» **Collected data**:
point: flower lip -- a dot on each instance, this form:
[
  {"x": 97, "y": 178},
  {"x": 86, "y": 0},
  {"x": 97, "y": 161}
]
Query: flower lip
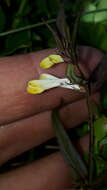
[
  {"x": 47, "y": 81},
  {"x": 50, "y": 61}
]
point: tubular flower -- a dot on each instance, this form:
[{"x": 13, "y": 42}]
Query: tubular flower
[
  {"x": 50, "y": 61},
  {"x": 47, "y": 81}
]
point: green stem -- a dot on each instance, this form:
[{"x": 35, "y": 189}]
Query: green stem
[
  {"x": 21, "y": 8},
  {"x": 91, "y": 135},
  {"x": 42, "y": 24},
  {"x": 26, "y": 28},
  {"x": 95, "y": 11}
]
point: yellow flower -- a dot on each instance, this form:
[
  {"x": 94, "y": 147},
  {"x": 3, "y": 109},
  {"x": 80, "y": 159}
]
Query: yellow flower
[
  {"x": 47, "y": 81},
  {"x": 50, "y": 61}
]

» **PROBLEM DETAILS**: Transcribe each line above verbatim, with the pictures left out.

» **EXERCISE ANSWER**:
point: flower lip -- a dot on each instance, this form:
[
  {"x": 97, "y": 178},
  {"x": 86, "y": 0},
  {"x": 97, "y": 161}
]
Query: flower lip
[
  {"x": 47, "y": 81},
  {"x": 50, "y": 61}
]
point: tubular flower -- a dot on each instance, this form:
[{"x": 13, "y": 42}]
Query: tubular flower
[
  {"x": 50, "y": 61},
  {"x": 47, "y": 81}
]
point: green stem -- a dot on each instance, this form:
[{"x": 35, "y": 189}]
Query: green stem
[
  {"x": 21, "y": 8},
  {"x": 91, "y": 135},
  {"x": 42, "y": 24},
  {"x": 26, "y": 28},
  {"x": 95, "y": 11}
]
point: yellow flower -- a dot on each instance, this form:
[
  {"x": 94, "y": 147},
  {"x": 3, "y": 109},
  {"x": 80, "y": 159}
]
Query: yellow flower
[
  {"x": 47, "y": 81},
  {"x": 50, "y": 61}
]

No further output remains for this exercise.